**WHAT IS REQUIRED:** From the guide on writing wedding ceremonies for queer couples, extract word for word the passage that opens with the words containing "Start by asking" and closes with "to be queer?".

**DOCUMENT PASSAGE:**
● ● ● ● ●

Most wedding scripts on the internet were written for a default couple — a bride and a groom, in that order, with a father giving someone away. When you sit down to write a ceremony for a queer couple, those scripts don't quite fit. Here's how to write one that does.
Start by asking what they want
Before you write a word, ask the couple two questions:
- Do you want the ceremony to reference the fact that you're a queer couple, or do you want it to be a wedding that happens to be queer?
- Are there family dynamics we should plan around? (Estranged parents, recent loss, anyone who's traveled a long way.)
Both answers are valid. Some couples want explicit celebration — a line about how this ceremony wouldn't have been legal a decade ago, a nod to the people who fought for it. Other couples want what everyone else gets: a normal wedding ceremony, full stop. Your job is to deliver what they want, not what you'd write for yourself.
Drop the defaults
Read your script and hunt for assumed language. Common offenders:
- "Husband and wife" — say "spouses," "married couple," or whatever the couple uses. If one or both are non-binary, ask.

● ● ● ● ●

**THE DATA:**

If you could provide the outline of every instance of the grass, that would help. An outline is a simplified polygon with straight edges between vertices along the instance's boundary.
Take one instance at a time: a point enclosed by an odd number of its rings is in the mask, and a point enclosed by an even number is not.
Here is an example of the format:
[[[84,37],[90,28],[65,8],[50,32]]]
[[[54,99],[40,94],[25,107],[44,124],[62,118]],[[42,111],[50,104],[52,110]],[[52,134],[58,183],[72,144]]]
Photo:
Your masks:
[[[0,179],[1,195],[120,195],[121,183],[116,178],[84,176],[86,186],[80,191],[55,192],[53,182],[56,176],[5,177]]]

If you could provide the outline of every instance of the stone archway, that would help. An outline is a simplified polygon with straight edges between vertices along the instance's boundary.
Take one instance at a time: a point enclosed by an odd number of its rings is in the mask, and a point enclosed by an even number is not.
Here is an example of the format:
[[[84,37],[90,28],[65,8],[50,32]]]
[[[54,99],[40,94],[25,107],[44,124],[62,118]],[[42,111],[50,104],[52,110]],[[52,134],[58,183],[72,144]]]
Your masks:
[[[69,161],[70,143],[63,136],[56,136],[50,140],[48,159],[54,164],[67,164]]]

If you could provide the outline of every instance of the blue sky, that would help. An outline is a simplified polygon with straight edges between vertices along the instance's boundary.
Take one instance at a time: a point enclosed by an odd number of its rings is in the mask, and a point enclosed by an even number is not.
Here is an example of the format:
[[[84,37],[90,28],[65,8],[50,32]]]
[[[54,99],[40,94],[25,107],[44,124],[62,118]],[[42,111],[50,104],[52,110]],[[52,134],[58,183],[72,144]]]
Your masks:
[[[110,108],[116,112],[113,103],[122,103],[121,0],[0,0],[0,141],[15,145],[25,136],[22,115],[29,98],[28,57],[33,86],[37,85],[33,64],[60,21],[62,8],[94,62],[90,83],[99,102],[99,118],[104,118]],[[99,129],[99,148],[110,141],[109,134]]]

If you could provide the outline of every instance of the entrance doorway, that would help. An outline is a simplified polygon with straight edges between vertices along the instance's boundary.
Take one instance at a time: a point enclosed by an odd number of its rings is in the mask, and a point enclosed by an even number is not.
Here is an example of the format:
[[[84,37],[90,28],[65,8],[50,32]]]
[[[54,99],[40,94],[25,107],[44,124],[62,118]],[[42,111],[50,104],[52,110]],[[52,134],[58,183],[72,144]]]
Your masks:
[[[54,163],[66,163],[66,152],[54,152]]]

● ● ● ● ●

**ANSWER FOR THE TASK:**
Start by asking what they want
Before you write a word, ask the couple two questions:
- Do you want the ceremony to reference the fact that you're a queer couple, or do you want it to be a wedding that happens to be queer?